- Texte fourni:
****************
De nouvelles dispositions pour la sous-traitance

Actuellement, les obligations relatives aux exigences de LCB/FT en matière de sous-traitance à une entité non obligée ne figurent pas dans la législation LCB de l’Union européenne. Cette situation devrait changer avec le « Single Rulebook ». La proposition prévoit maintenant un ensemble de limites et de contrôles applicables aux pratiques de sous-traitance. Par exemple, de nouvelles limites sont fixées et la proposition stipule que certaines tâches « ne doivent en aucun cas être externalisées ». Ces tâches incluent notamment :

  • L’approbation de l’évaluation des risques,
  • La rédaction et l’approbation de politiques, procédures et contrôles relatives aux PPE,
  • L’attribution d’un profil de risque à un client potentiel,
  • La définition des critères de détection des transactions suspectes, et
  • Le signalement des activités suspectes à la cellule de renseignement financier.
« Il faut aussi garder à l’esprit que l’entité obligée reste entièrement responsable de sa conformité aux exigences LCB/FT », souligne Vincent Gaudel. « Même si le processus peut être externalisé, le risque et la responsabilité ne peuvent pas l’être. »

Trouver un juste équilibre entre la LCB/FT et la protection des données

La protection des données est un aspect crucial pour les institutions, et un domaine qui intéresse particulièrement les organes de régulation européens. Dans la mesure où certaines dispositions du Règlement unique impliquent le traitement de données à caractère personnel, les exigences en matière de respect de la vie privée prévues par le RGPD doivent être prises en compte. C’est notamment le cas du filtrage des nouvelles négatives, car ce procédé peut impliquer le traitement de catégories spéciales de données à caractère personnel (par exemple, des données sur l’origine raciale ou ethnique, les opinions politiques, les convictions religieuses, l’appartenance syndicale, ou des renseignements génétiques ou biométriques), ainsi que de données à caractère personnel liées aux condamnations pénales ou aux infractions commises par la personne. Le RGPD interdit le traitement de ces données, sauf dans certaines situations, par exemple pour des « motifs impérieux d’intérêt général dans le cadre de la législation de l’UE ou d’un de ses États membres. Le Règlement proposé aurait une base juridique : une entité obligée pourrait traiter des « catégories spéciales » de données à caractère personnel si c’est strictement nécessaire à des fins LCB/FT. Mais la proposition prévoit également les garde-fous nécessaires lors du traitement de ces données à caractère personnel, notamment en matière de qualité des données source, de sécurité des données et de confidentialité.
****************
- Lignes fournies:
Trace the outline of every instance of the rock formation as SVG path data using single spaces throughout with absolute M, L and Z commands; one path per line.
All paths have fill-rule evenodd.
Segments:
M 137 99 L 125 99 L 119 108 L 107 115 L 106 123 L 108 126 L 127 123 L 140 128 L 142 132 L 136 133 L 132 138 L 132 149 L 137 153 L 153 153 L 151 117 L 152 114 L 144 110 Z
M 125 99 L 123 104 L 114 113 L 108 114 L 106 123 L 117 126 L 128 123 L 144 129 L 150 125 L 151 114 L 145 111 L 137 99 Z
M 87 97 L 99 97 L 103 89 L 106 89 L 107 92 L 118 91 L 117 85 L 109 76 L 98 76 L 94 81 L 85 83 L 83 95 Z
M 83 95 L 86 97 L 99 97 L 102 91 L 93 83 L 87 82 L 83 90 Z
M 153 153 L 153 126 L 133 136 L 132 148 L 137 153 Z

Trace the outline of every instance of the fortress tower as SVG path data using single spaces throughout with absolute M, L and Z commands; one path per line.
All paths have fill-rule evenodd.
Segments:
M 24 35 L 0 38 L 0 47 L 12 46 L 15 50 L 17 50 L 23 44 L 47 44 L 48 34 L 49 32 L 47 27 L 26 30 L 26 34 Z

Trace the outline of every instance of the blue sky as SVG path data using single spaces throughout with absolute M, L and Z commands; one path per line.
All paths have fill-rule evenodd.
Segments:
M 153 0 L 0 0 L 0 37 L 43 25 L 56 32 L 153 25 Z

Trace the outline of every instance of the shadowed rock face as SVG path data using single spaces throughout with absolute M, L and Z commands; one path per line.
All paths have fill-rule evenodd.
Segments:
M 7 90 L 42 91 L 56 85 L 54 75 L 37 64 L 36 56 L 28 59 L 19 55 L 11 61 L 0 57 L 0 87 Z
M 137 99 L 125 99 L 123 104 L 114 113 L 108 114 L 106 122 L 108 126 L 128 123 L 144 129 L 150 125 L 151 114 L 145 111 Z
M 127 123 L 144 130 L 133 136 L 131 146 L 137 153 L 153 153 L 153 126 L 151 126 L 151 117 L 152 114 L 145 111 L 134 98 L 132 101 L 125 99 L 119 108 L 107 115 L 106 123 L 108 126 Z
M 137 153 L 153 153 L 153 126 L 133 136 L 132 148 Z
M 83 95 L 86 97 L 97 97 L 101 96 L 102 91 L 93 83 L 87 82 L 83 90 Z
****************
- Travail à faire:
[A] Dans les lignes fournies, modifie le passage qui va de la ligne contenant « Trace the outline of every instance of the fortress » jusqu'à celle contenant « M 153 0 L 0 », toutes deux comprises, en remplaçant « Segments » par « Contours ». Recopie uniquement ce passage, sans rien changer d'autre.
[B] Poursuis le texte sur la LCB/FT et la protection des données à la suite de sa dernière phrase.
Le texte et les lignes n'ont aucun lien entre eux.

- Réponses par tâche:
[A]
Trace the outline of every instance of the fortress tower as SVG path data using single spaces throughout with absolute M, L and Z commands; one path per line.
All paths have fill-rule evenodd.
Contours:
M 24 35 L 0 38 L 0 47 L 12 46 L 15 50 L 17 50 L 23 44 L 47 44 L 48 34 L 49 32 L 47 27 L 26 30 L 26 34 Z

Trace the outline of every instance of the blue sky as SVG path data using single spaces throughout with absolute M, L and Z commands; one path per line.
All paths have fill-rule evenodd.
Contours:
M 153 0 L 0 0 L 0 37 L 43 25 L 56 32 L 153 25 Z

[B]
La recherche d’un juste équilibre entre le besoin de traiter les données à caractère personnel pour les besoins des contrôles LCB/FT tout en respectant les lois sur la protection de la vie privée est un domaine dans lequel le débat actuel devrait modifier la forme des règlements définitifs. Ces points font toujours l’objet de débats intenses. Le Comité européen de la protection des données (EDPB), par exemple, a fait part de ses inquiétudes concernant certaines propositions, comme la suggestion que les entités obligées soient autorisées à traiter les données liées à des actes criminels présumés ou à des condamnations pénales. L’EDPB a estimé que cela présentait un risque élevé en matière de confidentialité des données et recommandé que de telles « allégations » soient clairement définies, ou soient purement et simplement supprimées.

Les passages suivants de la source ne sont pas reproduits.